Copy the material below word for word, leaving out the pictures.

Excerpt from a dataset
◇ ◇ ◇ ◇ ◇
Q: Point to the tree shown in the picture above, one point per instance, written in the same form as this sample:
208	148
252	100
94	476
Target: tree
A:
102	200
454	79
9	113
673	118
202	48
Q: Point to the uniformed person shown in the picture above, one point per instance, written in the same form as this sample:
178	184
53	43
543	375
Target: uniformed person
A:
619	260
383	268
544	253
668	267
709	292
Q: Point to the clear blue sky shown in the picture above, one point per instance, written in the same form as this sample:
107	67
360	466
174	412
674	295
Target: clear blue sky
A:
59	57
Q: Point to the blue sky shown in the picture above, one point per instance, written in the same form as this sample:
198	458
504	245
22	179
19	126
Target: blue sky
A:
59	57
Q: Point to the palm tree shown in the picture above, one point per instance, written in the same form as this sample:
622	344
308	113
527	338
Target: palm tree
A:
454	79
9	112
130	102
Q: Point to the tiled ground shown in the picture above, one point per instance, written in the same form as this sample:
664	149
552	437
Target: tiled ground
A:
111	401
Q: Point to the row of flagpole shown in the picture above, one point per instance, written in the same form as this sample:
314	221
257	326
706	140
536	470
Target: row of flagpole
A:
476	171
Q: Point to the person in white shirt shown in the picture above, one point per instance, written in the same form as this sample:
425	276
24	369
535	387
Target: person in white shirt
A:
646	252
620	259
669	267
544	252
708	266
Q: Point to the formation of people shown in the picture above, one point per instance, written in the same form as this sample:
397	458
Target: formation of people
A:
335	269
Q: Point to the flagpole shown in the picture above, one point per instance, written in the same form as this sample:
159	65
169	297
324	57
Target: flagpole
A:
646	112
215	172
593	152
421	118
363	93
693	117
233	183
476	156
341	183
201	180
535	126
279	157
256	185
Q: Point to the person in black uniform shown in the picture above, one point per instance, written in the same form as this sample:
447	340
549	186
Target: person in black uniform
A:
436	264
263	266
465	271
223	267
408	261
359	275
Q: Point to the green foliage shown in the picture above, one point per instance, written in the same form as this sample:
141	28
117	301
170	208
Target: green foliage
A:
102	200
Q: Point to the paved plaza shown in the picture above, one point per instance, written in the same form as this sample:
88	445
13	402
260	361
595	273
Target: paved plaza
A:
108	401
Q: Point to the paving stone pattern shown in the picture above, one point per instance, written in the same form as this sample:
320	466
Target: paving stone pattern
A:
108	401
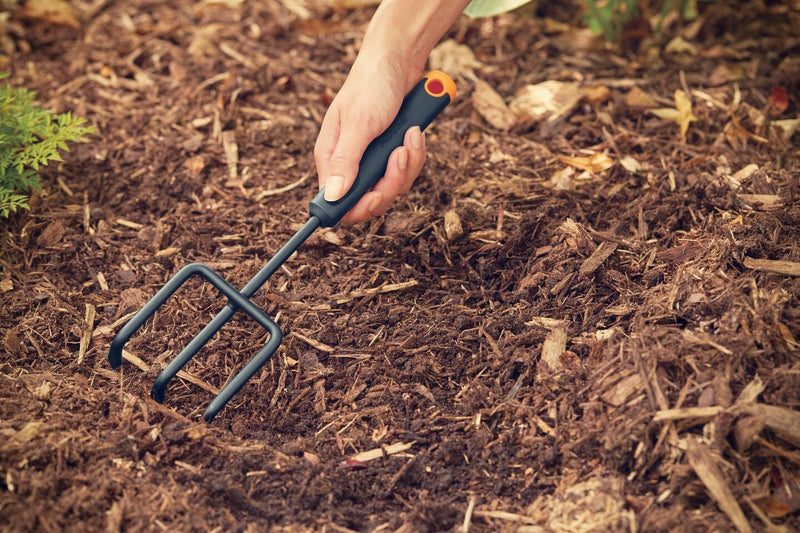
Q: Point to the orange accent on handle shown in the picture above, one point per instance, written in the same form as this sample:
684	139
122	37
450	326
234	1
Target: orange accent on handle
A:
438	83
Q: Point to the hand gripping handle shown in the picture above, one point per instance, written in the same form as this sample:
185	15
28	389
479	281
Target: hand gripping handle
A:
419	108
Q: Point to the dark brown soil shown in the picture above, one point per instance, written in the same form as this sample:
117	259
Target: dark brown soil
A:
◇ ◇ ◇ ◇ ◇
§ Problem solution
Q: Point to the tree shown in the picture above, one point per instance, written in the same form as this sample:
208	148
252	100
94	476
Target: tree
A:
102	200
454	79
9	113
673	118
202	48
Q: Point to the uniformed person shown in the picture above, one point per instance, written in the same form as this sample:
178	184
53	43
543	375
Target: uniformed person
A:
619	260
383	268
544	253
668	267
709	292
Q: Point to the clear blue sky shown in the picture above, one point per instance, written in the same form as this sample:
107	67
360	466
174	412
674	295
Target: clear blue sky
A:
59	57
Q: Point to the blue sky shown in the picture above, one point per instance, written in the same form as this sample:
198	458
504	245
22	179
19	126
Target: blue sky
A:
59	57
Q: Point to the palm tree shown in the picture above, one point per instance, written in the same form as this sample:
622	344
308	113
527	338
Target: palm tree
A:
454	79
9	112
130	102
Q: Point to the tiled ground shown in the picture above, one point per instance, written in the same form as this sample:
664	149
552	437
Target: tiled ground
A:
111	401
Q: Point to the row of flagpole shown in the picture above, one point per instance, written in the same form as this sample:
314	221
257	326
706	140
536	470
Target: row of flagpole
A:
476	171
Q: Point to the person in white shirt shown in the picture above, one point per instance, written in the same form as this sample:
425	276
24	369
535	387
Target: person in white shirt
A:
646	252
620	259
669	267
544	252
708	266
Q: Point to the formation of people shown in the picture above, one point per instance, written in the same form as this sample:
397	458
Target: formation of people
A:
335	269
Q: Point to the flagpole shown in the picture above, one point per instance, written in the same form as this sample:
159	65
169	297
324	57
Target: flagpole
A:
646	112
215	172
593	152
421	118
363	93
693	117
233	183
476	156
341	183
201	180
535	126
279	157
256	185
Q: Point to the person in black uniform shown in the picture above, one point per instance, written in the same form as this sample:
447	340
549	186
Target: person in black uniform
A:
436	264
263	266
465	271
223	267
408	261
359	275
Q: Point to the green foliage shown in the picture above, one point per instance, written in the same form as this sample:
141	28
117	301
170	208
Target: green foliage
A:
102	200
Q: Point to the paved plaza shown in the picture above, one point per instance, written in the same form as this sample:
88	445
13	402
260	361
595	273
Target: paved plaza
A:
108	401
Q: Point to the paving stone pattern shown in the picture above, one point per instance, written in the same form as this sample:
320	466
Target: paving stone pattern
A:
108	401
Q: Point to the orange accent on handle shown in the picture above, one point per instance, written in the same form as this sample:
684	139
122	37
450	326
234	1
Target: orange accent on handle
A:
438	83
Q: Point to the hand gripping handle shown in the picture above, one point per instance, written in the same form as this sample:
185	15
28	389
479	281
Target: hand gripping handle
A:
419	108
Q: Point to the dark brown soil shown in the picture above, one point per instance, written in the same form as this sample:
117	259
Target: dark brown soil
A:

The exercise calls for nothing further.